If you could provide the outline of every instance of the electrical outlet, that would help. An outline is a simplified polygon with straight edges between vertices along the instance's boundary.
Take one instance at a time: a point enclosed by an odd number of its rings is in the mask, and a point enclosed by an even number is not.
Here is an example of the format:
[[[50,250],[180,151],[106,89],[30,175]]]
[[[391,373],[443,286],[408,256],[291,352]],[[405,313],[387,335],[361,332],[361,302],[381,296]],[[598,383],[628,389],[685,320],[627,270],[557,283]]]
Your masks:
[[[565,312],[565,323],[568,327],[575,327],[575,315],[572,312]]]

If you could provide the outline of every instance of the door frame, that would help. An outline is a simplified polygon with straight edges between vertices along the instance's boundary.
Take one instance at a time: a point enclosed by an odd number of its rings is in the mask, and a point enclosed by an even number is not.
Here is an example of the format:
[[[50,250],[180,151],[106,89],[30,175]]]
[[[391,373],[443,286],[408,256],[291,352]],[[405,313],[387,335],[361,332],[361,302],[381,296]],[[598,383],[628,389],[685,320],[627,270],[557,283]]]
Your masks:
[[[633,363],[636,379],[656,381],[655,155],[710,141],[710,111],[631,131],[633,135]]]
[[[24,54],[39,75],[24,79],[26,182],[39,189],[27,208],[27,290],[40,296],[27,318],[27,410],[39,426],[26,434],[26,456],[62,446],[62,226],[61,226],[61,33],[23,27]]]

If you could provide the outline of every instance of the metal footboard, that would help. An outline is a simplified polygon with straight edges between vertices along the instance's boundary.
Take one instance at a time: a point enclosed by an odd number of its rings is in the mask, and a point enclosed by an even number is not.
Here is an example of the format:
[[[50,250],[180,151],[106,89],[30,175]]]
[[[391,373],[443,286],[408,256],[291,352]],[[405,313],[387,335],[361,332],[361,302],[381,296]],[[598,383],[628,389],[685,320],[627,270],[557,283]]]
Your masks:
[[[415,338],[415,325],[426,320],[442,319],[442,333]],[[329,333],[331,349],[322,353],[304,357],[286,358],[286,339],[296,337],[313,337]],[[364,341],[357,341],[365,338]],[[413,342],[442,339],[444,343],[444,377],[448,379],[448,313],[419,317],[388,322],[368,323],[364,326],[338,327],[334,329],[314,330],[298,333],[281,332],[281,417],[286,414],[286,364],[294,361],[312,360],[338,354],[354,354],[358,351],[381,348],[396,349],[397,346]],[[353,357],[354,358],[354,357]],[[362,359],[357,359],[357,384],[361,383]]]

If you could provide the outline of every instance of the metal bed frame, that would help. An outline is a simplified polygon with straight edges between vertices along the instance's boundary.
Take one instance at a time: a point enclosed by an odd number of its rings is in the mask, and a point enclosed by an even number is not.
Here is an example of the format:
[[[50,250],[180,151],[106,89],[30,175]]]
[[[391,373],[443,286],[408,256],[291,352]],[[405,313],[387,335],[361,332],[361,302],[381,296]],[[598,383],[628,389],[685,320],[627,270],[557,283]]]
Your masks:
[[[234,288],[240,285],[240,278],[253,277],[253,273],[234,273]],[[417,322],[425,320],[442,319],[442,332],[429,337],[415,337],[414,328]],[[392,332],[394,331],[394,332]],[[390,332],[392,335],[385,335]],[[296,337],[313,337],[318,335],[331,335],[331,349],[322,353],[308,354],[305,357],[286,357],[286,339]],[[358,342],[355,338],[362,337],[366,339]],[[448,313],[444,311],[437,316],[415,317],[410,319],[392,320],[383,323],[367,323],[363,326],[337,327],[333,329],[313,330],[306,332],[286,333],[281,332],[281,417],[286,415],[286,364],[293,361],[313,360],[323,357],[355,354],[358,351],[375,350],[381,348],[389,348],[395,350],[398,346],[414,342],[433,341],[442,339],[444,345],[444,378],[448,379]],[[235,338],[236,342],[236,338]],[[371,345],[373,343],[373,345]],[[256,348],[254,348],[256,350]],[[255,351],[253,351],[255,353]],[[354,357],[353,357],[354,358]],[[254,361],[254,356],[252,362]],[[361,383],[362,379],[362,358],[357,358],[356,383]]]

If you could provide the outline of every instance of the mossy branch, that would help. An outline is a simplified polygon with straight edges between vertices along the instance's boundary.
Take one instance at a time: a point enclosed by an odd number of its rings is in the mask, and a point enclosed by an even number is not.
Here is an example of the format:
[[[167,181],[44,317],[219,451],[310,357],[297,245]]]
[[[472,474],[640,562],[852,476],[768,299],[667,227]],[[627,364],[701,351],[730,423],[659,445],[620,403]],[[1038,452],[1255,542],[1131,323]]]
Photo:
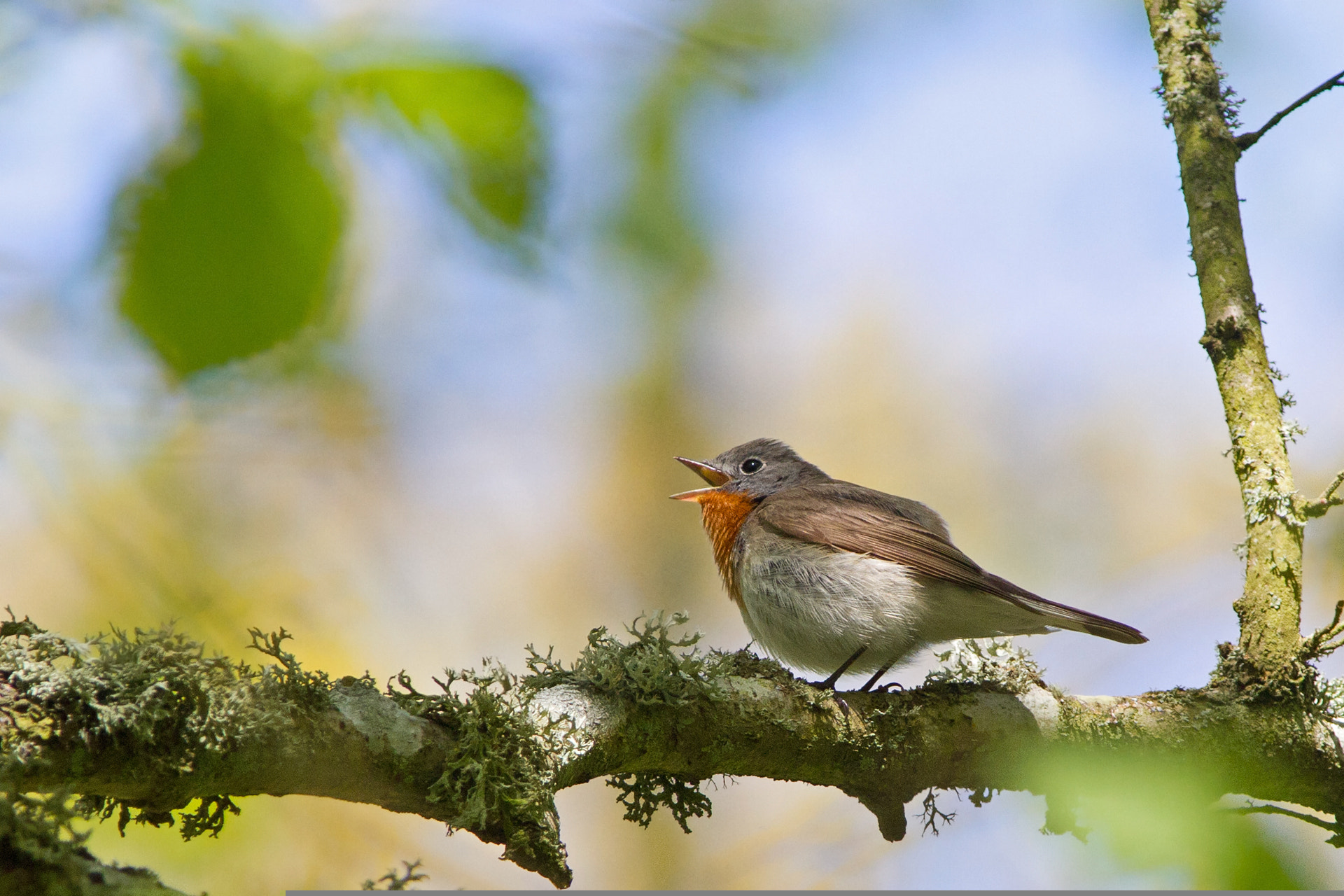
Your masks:
[[[1288,442],[1300,429],[1284,420],[1290,399],[1274,391],[1279,375],[1265,351],[1251,286],[1236,195],[1243,149],[1232,136],[1238,103],[1214,59],[1222,0],[1144,0],[1144,5],[1161,73],[1159,94],[1176,136],[1204,306],[1200,344],[1223,399],[1246,514],[1246,586],[1234,604],[1241,637],[1236,652],[1227,656],[1239,684],[1259,686],[1294,674],[1301,650],[1302,529],[1306,516],[1325,508],[1308,504],[1293,486]]]
[[[1341,485],[1344,485],[1344,470],[1340,470],[1339,473],[1335,474],[1335,478],[1331,480],[1331,484],[1325,486],[1324,492],[1321,492],[1321,497],[1316,498],[1314,501],[1308,501],[1302,506],[1302,516],[1306,517],[1325,516],[1325,512],[1329,510],[1332,506],[1339,506],[1344,504],[1344,494],[1336,494]]]
[[[308,672],[284,638],[255,635],[280,662],[250,668],[169,630],[77,642],[12,622],[0,633],[0,805],[79,794],[43,803],[63,807],[66,827],[113,809],[172,823],[195,805],[200,833],[218,830],[230,797],[329,797],[470,830],[558,887],[571,875],[554,794],[595,778],[620,782],[637,821],[663,805],[683,825],[710,810],[698,783],[718,775],[832,786],[887,840],[930,789],[969,789],[977,805],[995,790],[1048,794],[1062,762],[1101,768],[1136,752],[1199,763],[1210,798],[1344,806],[1327,700],[1064,696],[1007,647],[954,645],[923,686],[845,695],[844,709],[773,661],[703,653],[661,618],[632,635],[597,629],[573,665],[534,654],[530,676],[491,665],[422,693],[405,676],[379,690]],[[0,825],[0,848],[13,842]]]

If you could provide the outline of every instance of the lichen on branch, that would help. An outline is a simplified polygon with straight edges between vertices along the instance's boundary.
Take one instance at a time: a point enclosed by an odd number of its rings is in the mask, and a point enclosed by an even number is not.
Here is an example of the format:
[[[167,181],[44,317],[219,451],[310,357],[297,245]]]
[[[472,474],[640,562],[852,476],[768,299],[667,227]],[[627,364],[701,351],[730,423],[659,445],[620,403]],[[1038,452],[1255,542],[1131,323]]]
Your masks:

*****

AIM OF THE TASK:
Rewrite the records from the start through the line with "[[[565,312],[565,323],[568,327],[575,327],[575,315],[572,312]]]", replacing "electrical outlet" with "wall socket" and leaving everything else unchanged.

CORRECT RESPONSE:
If you could provide the outline of every instance of the wall socket, that would help. An outline is a simplified polygon with straight edges between vertices along the instance's boundary.
Take one instance at a time: a point enclosed by an odd number of its rings is in the mask, and a point enclosed by an even number is not.
Here is an example of the format:
[[[50,250],[180,151],[106,89],[30,175]]]
[[[391,373],[443,286],[408,256],[291,352]],[[405,313],[387,335],[361,332],[361,302],[381,296]],[[598,383],[628,389],[685,320],[627,270],[557,283]]]
Your masks:
[[[565,312],[565,323],[568,327],[575,327],[575,315],[572,312]]]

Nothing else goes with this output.